■ **WORK REQUIRED**
In the data below, rewrite as a numbered list everything from the line containing "Query: man in white shirt" up to and including the line containing "607 562 L 613". Leave out any blank lines.

■ **INFORMATION SUPPLIED**
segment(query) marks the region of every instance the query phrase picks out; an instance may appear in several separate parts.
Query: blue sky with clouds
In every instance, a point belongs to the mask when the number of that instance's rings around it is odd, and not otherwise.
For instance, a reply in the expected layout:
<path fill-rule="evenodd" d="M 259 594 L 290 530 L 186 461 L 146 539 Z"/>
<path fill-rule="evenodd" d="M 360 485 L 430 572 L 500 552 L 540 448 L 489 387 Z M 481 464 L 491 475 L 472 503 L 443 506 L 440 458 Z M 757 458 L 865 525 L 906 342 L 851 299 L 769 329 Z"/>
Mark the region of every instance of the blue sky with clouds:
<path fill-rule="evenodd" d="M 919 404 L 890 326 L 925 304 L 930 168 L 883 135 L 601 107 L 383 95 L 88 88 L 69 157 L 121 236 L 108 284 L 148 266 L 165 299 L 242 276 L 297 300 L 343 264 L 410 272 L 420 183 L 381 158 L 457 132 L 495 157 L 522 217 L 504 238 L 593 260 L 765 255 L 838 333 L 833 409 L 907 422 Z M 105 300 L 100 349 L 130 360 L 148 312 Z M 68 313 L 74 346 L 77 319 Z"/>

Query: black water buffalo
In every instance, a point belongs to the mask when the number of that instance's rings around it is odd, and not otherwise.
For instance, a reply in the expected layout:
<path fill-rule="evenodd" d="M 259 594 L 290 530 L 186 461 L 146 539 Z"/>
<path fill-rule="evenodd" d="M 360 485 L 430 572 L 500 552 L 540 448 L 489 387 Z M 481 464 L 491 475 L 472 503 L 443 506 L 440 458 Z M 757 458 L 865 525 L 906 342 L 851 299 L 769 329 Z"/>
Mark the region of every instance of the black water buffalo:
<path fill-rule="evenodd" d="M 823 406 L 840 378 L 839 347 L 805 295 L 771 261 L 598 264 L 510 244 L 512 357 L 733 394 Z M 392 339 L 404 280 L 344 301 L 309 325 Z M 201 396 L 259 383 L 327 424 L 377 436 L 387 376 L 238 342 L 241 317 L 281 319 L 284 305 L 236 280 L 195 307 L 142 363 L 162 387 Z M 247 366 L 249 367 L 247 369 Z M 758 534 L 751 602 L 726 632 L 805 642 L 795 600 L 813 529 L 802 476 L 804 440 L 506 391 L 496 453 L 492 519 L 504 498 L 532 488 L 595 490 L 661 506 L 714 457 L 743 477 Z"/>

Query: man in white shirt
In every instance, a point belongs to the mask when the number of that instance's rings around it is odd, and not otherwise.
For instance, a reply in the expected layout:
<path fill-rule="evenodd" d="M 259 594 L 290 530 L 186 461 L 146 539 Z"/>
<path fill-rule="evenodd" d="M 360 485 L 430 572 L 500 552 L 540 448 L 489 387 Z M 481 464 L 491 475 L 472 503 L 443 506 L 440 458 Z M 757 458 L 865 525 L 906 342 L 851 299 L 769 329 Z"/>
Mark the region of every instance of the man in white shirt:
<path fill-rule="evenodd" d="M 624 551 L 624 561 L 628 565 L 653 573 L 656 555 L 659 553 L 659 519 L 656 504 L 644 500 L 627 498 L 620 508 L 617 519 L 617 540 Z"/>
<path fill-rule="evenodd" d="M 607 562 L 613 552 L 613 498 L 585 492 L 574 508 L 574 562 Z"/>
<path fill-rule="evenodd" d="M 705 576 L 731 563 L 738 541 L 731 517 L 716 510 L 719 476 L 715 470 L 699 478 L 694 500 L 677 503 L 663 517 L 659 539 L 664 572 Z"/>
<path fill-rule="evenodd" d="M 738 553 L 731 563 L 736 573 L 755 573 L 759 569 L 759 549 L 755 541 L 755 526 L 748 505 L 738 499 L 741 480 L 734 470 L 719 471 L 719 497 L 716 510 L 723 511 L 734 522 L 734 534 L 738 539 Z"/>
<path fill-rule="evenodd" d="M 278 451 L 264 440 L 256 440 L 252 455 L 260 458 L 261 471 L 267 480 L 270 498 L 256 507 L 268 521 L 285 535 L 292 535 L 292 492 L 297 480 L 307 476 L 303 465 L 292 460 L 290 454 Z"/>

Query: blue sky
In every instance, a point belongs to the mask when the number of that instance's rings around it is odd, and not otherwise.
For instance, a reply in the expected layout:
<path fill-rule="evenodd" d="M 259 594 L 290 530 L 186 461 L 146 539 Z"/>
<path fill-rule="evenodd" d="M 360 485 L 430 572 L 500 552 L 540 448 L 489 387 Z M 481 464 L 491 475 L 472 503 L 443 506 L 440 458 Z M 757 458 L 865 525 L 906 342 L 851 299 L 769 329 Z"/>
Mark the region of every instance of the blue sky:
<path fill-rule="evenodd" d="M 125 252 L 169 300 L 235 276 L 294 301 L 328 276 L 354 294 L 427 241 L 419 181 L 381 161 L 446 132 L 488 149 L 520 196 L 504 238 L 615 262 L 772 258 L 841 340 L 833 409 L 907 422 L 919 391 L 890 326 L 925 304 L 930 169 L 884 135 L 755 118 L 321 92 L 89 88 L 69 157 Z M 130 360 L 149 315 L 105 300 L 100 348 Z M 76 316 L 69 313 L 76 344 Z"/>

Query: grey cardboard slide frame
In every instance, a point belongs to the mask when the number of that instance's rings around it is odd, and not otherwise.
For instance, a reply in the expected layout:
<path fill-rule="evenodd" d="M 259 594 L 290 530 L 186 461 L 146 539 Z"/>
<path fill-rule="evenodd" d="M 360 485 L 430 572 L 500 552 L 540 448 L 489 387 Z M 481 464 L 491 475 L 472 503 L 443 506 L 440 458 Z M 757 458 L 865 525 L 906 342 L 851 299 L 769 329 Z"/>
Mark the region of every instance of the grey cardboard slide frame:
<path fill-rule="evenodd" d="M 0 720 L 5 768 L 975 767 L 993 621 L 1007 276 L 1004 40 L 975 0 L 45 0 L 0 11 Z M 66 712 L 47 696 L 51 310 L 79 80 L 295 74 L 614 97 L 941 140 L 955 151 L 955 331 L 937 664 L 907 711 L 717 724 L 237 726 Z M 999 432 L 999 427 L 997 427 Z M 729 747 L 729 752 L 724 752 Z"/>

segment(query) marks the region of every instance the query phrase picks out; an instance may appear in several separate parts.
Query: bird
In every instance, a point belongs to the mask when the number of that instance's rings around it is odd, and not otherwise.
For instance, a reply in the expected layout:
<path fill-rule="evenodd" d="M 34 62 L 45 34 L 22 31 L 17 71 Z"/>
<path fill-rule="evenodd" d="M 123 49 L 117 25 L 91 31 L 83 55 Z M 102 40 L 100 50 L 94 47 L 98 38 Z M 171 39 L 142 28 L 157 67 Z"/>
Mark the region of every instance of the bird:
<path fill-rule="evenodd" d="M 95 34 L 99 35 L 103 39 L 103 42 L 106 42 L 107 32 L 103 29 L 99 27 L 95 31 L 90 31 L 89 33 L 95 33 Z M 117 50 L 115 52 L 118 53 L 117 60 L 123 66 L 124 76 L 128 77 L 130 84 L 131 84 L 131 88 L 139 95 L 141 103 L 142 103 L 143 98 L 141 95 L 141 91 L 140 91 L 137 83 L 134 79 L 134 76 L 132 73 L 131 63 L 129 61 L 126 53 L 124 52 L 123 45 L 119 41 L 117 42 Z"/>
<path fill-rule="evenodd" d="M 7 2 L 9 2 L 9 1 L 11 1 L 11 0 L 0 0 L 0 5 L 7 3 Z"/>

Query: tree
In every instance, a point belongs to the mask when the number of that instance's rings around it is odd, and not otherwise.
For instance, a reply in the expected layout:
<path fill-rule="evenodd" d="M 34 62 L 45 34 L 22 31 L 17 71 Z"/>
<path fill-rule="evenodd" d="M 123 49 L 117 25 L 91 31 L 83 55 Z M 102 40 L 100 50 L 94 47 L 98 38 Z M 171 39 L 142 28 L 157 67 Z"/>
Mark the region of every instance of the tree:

■ **CORRECT RESPONSE**
1. Query: man in white shirt
2. In every instance, a point belongs to the mask when the number of that instance's rings around it is odd, and not otherwise.
3. For instance, a reply in the expected layout:
4. <path fill-rule="evenodd" d="M 259 594 L 290 530 L 186 461 L 146 539 Z"/>
5. <path fill-rule="evenodd" d="M 360 485 L 430 572 L 500 552 L 540 448 L 489 387 Z M 481 464 L 491 475 L 472 503 L 443 506 L 440 458 Z M 757 458 L 865 525 L 906 342 L 851 299 L 769 329 Z"/>
6. Mark the region of every instance of the man in white shirt:
7. <path fill-rule="evenodd" d="M 624 551 L 624 561 L 628 565 L 653 573 L 656 555 L 659 553 L 659 519 L 656 504 L 644 500 L 627 498 L 620 508 L 617 519 L 617 540 Z"/>
8. <path fill-rule="evenodd" d="M 607 562 L 613 552 L 613 498 L 585 492 L 574 508 L 574 562 Z"/>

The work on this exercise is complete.